# Start of Entries shown

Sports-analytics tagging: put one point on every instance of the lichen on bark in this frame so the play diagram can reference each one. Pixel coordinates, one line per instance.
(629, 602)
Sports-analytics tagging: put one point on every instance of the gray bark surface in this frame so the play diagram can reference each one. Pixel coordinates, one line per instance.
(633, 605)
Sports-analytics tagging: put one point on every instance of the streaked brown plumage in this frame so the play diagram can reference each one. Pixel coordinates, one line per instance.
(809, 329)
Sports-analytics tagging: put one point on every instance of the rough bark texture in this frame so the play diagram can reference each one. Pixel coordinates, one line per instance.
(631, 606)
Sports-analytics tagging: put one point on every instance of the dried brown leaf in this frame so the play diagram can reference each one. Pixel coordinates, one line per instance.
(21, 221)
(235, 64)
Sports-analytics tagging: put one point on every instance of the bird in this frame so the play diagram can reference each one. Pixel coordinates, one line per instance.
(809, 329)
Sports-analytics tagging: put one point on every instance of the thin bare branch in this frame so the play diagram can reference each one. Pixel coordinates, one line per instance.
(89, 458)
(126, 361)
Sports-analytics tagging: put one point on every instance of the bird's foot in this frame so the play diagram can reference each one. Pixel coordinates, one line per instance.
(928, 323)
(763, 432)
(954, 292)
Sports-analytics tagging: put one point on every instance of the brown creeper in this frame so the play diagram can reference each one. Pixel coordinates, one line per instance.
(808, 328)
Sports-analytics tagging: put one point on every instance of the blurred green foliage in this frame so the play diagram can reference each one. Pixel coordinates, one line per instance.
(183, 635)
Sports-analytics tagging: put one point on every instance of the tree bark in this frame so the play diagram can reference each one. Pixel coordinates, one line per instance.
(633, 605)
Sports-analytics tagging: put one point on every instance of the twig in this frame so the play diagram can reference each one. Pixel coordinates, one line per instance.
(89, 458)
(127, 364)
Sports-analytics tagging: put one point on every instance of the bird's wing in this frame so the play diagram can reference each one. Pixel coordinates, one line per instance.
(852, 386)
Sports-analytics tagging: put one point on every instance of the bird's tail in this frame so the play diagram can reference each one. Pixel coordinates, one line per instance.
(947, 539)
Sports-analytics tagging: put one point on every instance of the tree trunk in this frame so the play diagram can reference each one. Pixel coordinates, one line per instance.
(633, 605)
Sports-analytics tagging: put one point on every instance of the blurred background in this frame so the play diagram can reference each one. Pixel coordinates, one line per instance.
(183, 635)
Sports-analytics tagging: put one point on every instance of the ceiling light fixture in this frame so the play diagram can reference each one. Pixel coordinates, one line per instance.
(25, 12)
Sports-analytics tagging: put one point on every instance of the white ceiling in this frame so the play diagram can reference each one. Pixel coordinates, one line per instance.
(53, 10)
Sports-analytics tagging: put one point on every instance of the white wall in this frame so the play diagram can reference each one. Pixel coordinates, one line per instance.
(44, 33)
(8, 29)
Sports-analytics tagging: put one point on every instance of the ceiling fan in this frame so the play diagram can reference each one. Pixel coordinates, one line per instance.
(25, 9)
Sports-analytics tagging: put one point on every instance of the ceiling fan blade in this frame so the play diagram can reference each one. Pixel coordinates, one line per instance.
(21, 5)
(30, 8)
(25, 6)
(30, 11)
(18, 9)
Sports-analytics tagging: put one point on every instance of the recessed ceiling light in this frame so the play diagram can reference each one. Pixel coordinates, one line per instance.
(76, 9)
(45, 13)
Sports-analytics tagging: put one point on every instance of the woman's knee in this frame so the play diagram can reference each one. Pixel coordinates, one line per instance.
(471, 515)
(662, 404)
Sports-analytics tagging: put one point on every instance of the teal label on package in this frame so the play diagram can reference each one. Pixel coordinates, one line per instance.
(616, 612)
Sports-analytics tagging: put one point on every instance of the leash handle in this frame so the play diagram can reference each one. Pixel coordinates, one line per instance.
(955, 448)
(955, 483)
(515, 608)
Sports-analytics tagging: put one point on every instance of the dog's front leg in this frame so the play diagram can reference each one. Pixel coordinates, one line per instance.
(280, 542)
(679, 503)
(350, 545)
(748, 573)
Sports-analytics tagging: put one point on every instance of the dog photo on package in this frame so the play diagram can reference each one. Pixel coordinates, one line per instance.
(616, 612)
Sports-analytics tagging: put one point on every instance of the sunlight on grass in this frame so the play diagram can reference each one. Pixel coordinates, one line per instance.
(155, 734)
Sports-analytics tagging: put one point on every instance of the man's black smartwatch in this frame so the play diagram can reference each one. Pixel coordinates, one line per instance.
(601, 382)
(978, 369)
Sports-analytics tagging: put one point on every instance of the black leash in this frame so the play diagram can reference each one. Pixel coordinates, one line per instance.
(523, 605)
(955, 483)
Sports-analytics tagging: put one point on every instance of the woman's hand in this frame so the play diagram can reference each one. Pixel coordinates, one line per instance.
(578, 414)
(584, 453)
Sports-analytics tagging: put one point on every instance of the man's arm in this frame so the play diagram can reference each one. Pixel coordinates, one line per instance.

# End of Entries shown

-- Exercise --
Write out the full listing exactly as given.

-- Exercise solution --
Sports-analytics tagging: put one point on every instance of the lichen on bark in this frame so the play diagram can reference each one. Pixel coordinates, one line per instance.
(629, 602)
Sports-analytics tagging: put one point on every instance of the gray bark surface in this frame so the play diagram can reference each one. Pixel coordinates, one line per instance.
(633, 605)
Sports-analytics tagging: put one point on every instance of the streaked brown plumage in this frame so the play diagram can reference each one. Pixel coordinates, one line per instance.
(809, 329)
Sports-analytics tagging: put one point on every instance of the rough bark texture in this frame so the play diagram can reference each one. Pixel coordinates, one line per instance.
(631, 606)
Sports-analytics tagging: put one point on every instance of the dried brown leaf in this frame so the play diagram can reference each one. Pixel coordinates, one line per instance.
(21, 221)
(235, 64)
Sports-analytics tagging: put one point on every instance of the bird in this frame so the play diagram can reference each one. Pixel coordinates, one line per instance.
(809, 329)
Sports-analytics tagging: put one point on every instance of the thin bare branch in this frame so the play diagram can reference each one. Pixel coordinates, one line per instance.
(89, 458)
(126, 361)
Sports-analytics tagging: put one point on every instance of the bird's foot in this frame so the play diagram can reference each one. Pixel coordinates, one line per instance.
(928, 323)
(763, 432)
(954, 292)
Sports-analytics tagging: put one point on every instance of the brown creeper in this frame so the play diagram can reference each one. Pixel coordinates, one line per instance.
(808, 328)
Sports-analytics tagging: put one point on every instance of the blurred green foliage in this frame so the play diagram can reference each one. Pixel coordinates, one line per instance.
(183, 635)
Sports-analytics tagging: put one point on every instance of the tree bark in this frame so the play diagram can reference each one. Pixel coordinates, one line per instance.
(633, 605)
Sports-analytics tagging: put one point on every instance of the twig in this frame so the play diagram can reference each one. Pixel coordinates, one line per instance.
(89, 458)
(127, 364)
Sports-analytics tagging: put one point on every instance of the bird's wing in this frame so the play diagram can reference each one. Pixel coordinates, one line per instance.
(852, 386)
Sports-analytics tagging: put one point on every instance of the bird's tail in this frame so the play diagram can reference each one. Pixel coordinates, one line per instance.
(947, 539)
Sports-analytics tagging: put one point on every instance of the tree trunk in this frame so the play diagram can reference each one. Pixel coordinates, one line per instance.
(633, 605)
Sports-analytics tagging: put one point on every instance of the blurred background in this frame so the play diagram can reference each one. Pixel coordinates, one line per instance.
(183, 635)
Sports-analytics tagging: put one point on every instance of the ceiling light fixture in this frame so the play diagram can reference each one. Pixel coordinates, one line per instance.
(25, 12)
Sports-analytics tagging: put one point on every instance of the white ceiling in this frame so the play diagram can reference each one. Pixel coordinates, one line per instance.
(53, 10)
Sports-analytics tagging: put one point on every instance of the white wall in this frame so the play diagram can reference each one. Pixel coordinates, one line per instance.
(44, 33)
(8, 29)
Sports-analytics tagging: put one point on every instance of the ceiling fan in this frame so the play diagram can reference each one. Pixel coordinates, one line per instance.
(25, 9)
Sports-analytics tagging: put one point on every instance of the ceiling fan blade in this frame so the play diagram can reference each one. Pixel coordinates, one line per instance.
(21, 5)
(30, 8)
(25, 6)
(30, 11)
(18, 9)
Sports-analytics tagging: put one point on every instance of the recessed ceiling light in this frame so the play diagram can reference each one. Pixel coordinates, one line per instance.
(76, 9)
(45, 13)
Sports-analytics tagging: put one point on every instance of the woman's knee in this frame so the play diagram can reference each one. Pixel coordinates, one line per instance.
(471, 515)
(662, 404)
Sports-analytics tagging: put one point on every instance of the teal label on package in this frame so the play diagram can reference each one. Pixel coordinates, one line per instance.
(616, 612)
Sports-analytics tagging: put one point on every instance of the leash handle in this frame so the play diagram can reference each one. Pixel coordinates, one line per instance.
(955, 448)
(955, 483)
(515, 608)
Sports-analytics tagging: put one point on every instance of the dog's front leg in this frame so the play diagram can reference each one. Pixel coordinates, one line per instance.
(280, 542)
(679, 503)
(350, 545)
(748, 573)
Sports-analytics tagging: put one point on every instance of the dog photo on package in this frame so the play diagram can reference each one. Pixel coordinates, one line per instance.
(616, 612)
Sports-analytics tagging: put one point on every instance of the sunlight on grass in this frame so the play diagram can reference each one. Pixel coordinates, one line per instance.
(155, 734)
Sports-analytics tagging: put one point on every instance of the man's black smartwatch in this frame so the play diagram can reference each one. Pixel coordinates, one line per instance.
(601, 382)
(978, 369)
Sports-analytics tagging: put one point on every instance of the black leash in this frame so the play diagram can reference each one. Pixel coordinates, one line per instance.
(523, 605)
(955, 483)
Sports-analytics tagging: put one point on every instance of the woman's hand in this frame so the play diagram can reference each one. Pixel coordinates, one line per instance.
(578, 414)
(584, 453)
Sports-analytics tagging: put one point on every instance of the man's arm in this frame so the play diagram can reference each one. Pixel coordinates, one line per instance.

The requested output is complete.